▶ [Provided records]:
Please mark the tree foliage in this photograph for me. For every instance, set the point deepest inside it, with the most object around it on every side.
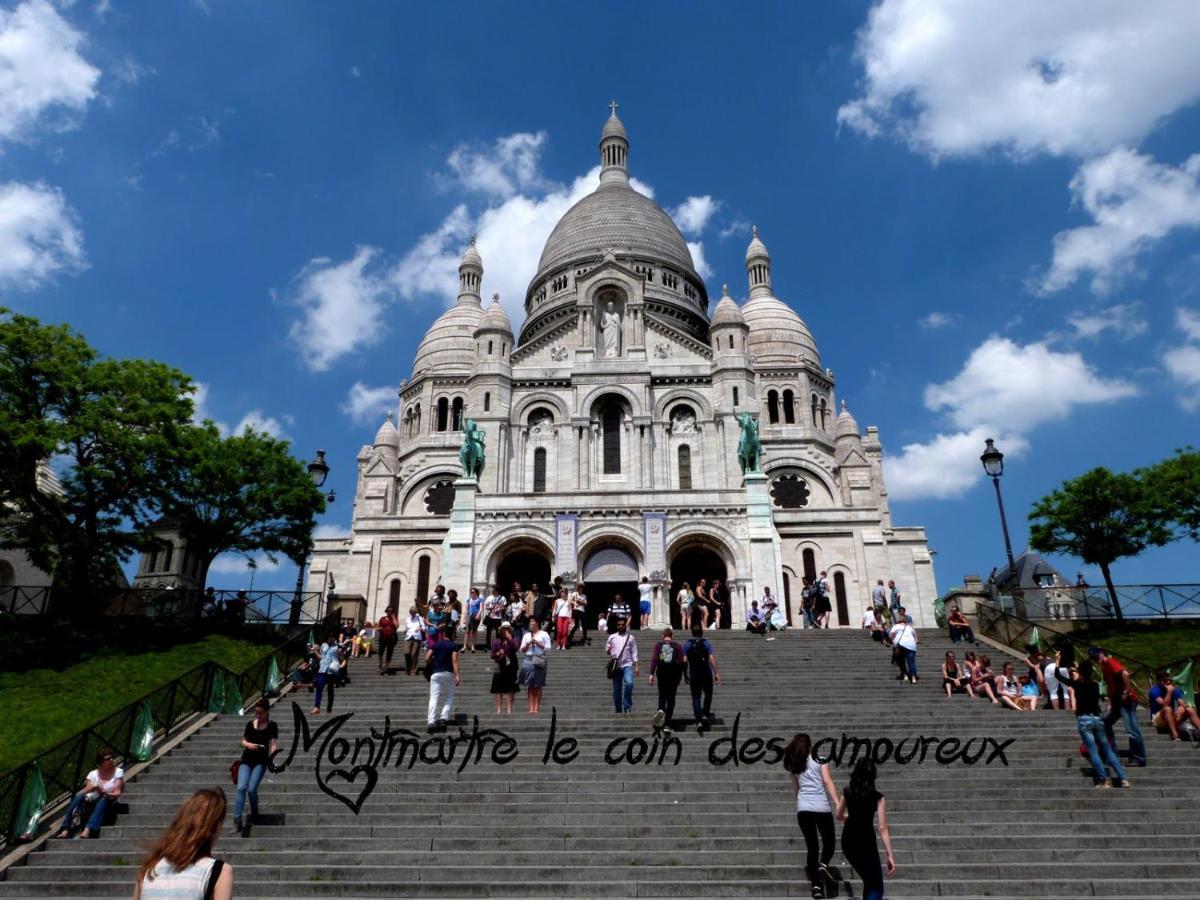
(1099, 517)
(240, 493)
(109, 430)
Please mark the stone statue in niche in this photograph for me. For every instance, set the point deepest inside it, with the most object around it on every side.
(610, 330)
(683, 423)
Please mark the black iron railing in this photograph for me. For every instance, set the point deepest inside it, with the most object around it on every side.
(1137, 601)
(172, 706)
(183, 606)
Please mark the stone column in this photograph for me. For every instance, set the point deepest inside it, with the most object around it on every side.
(459, 546)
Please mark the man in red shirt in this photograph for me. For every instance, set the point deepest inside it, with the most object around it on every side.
(1122, 705)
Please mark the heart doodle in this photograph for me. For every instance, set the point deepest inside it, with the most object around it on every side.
(351, 777)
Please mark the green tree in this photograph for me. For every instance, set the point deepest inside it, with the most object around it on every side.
(1099, 517)
(240, 493)
(108, 427)
(1175, 487)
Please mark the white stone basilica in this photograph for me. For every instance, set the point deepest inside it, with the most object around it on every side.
(612, 436)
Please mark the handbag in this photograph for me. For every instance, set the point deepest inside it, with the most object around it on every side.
(612, 670)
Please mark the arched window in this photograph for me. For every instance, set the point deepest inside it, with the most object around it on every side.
(684, 468)
(610, 424)
(423, 579)
(539, 471)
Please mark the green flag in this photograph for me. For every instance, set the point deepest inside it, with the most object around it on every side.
(232, 696)
(33, 804)
(142, 743)
(1186, 682)
(273, 678)
(216, 697)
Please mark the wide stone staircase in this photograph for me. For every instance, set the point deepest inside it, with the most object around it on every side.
(645, 826)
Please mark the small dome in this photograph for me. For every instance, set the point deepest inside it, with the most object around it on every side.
(450, 342)
(757, 250)
(727, 312)
(387, 436)
(495, 318)
(777, 334)
(845, 426)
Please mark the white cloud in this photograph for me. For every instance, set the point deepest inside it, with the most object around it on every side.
(40, 235)
(694, 214)
(343, 305)
(1003, 391)
(45, 82)
(1133, 202)
(937, 319)
(1123, 319)
(509, 166)
(367, 406)
(1074, 77)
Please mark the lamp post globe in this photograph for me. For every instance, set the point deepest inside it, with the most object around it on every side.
(994, 465)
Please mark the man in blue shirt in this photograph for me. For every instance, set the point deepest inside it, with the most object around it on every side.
(1169, 708)
(443, 663)
(702, 673)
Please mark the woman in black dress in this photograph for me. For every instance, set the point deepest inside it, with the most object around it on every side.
(858, 807)
(504, 667)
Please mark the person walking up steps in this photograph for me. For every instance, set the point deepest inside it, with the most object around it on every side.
(702, 673)
(816, 796)
(666, 665)
(622, 648)
(858, 807)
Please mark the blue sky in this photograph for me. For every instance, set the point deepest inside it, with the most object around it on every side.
(985, 213)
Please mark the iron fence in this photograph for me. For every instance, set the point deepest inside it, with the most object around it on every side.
(172, 706)
(1137, 601)
(183, 606)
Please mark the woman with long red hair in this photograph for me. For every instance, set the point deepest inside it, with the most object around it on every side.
(180, 863)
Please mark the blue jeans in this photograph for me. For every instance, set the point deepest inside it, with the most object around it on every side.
(1127, 711)
(1099, 750)
(623, 690)
(249, 778)
(97, 813)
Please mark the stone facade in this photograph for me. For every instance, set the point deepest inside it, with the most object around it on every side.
(611, 437)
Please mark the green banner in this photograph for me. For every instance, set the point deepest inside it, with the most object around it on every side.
(232, 696)
(1186, 682)
(216, 697)
(273, 678)
(142, 743)
(33, 804)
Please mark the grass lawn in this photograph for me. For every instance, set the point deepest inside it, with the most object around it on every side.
(1155, 643)
(46, 706)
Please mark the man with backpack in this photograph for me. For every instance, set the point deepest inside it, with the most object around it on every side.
(666, 665)
(387, 629)
(702, 673)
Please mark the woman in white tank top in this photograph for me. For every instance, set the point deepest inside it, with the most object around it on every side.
(180, 864)
(815, 799)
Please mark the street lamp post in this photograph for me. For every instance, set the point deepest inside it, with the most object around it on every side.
(994, 465)
(318, 471)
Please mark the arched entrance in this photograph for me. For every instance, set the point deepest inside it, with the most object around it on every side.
(610, 571)
(691, 564)
(526, 565)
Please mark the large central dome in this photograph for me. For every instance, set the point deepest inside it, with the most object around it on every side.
(616, 216)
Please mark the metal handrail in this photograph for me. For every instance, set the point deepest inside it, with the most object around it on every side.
(64, 765)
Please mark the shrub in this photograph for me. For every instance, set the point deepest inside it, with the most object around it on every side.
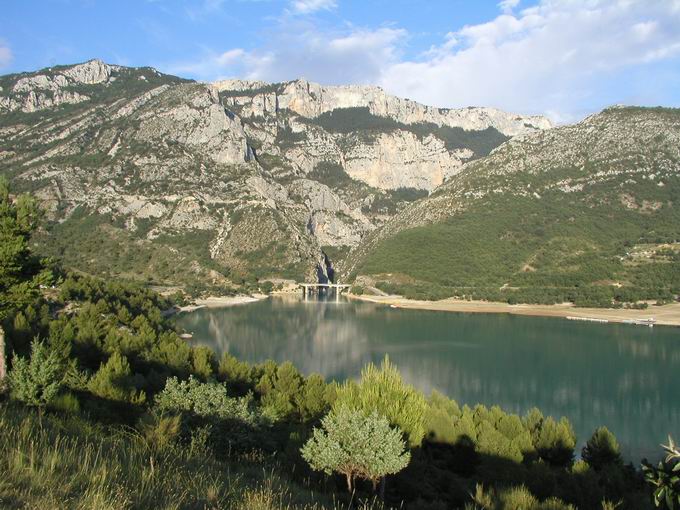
(382, 390)
(356, 445)
(208, 400)
(114, 381)
(602, 449)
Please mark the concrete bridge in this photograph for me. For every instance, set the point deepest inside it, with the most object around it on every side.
(308, 288)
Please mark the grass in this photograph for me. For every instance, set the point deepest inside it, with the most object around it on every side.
(52, 461)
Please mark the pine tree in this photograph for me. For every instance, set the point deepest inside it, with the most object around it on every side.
(37, 381)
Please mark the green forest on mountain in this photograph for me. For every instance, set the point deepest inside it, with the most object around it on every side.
(106, 406)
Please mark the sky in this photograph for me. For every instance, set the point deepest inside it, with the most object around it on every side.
(562, 58)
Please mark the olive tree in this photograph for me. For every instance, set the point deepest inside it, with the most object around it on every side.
(356, 446)
(665, 479)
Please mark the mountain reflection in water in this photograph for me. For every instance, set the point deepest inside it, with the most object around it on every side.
(622, 376)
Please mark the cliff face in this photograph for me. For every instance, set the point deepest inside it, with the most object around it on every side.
(182, 182)
(586, 212)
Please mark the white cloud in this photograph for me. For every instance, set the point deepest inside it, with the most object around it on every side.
(564, 58)
(355, 56)
(561, 57)
(508, 5)
(6, 55)
(310, 6)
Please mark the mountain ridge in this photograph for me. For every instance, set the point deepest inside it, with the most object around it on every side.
(586, 213)
(168, 173)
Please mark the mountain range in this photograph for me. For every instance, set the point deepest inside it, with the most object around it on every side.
(146, 175)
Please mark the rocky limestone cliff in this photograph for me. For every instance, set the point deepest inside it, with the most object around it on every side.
(148, 174)
(311, 100)
(582, 212)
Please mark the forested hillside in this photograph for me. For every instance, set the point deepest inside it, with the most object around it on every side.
(107, 406)
(213, 187)
(588, 213)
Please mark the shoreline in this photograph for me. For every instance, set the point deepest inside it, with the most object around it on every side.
(666, 315)
(219, 302)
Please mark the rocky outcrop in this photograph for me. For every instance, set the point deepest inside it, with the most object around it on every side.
(311, 100)
(246, 178)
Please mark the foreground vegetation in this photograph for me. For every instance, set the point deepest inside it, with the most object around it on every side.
(108, 407)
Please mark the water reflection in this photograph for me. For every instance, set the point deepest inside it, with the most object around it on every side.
(621, 376)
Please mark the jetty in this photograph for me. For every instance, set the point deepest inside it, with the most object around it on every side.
(587, 319)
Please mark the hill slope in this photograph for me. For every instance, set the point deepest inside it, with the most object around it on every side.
(181, 183)
(588, 213)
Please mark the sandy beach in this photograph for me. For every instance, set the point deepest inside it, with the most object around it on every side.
(220, 302)
(667, 315)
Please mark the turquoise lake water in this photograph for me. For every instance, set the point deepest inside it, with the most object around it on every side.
(623, 376)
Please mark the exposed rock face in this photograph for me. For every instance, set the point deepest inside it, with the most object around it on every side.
(39, 91)
(311, 100)
(622, 161)
(222, 182)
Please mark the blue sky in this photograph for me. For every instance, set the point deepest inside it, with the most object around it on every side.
(562, 58)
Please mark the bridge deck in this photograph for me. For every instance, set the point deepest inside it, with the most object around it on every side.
(331, 285)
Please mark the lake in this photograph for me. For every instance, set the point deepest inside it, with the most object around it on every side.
(623, 376)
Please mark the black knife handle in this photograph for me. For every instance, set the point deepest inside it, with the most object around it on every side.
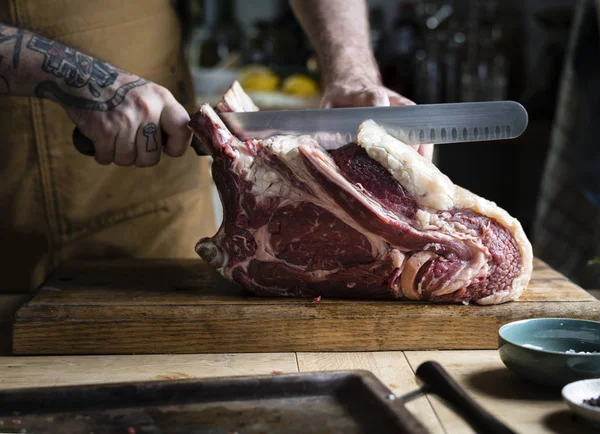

▶ [Problem to solve]: How many lines in the rows above contain the word "grass"? Reply with the number alone.

▶ [Exercise answer]: 2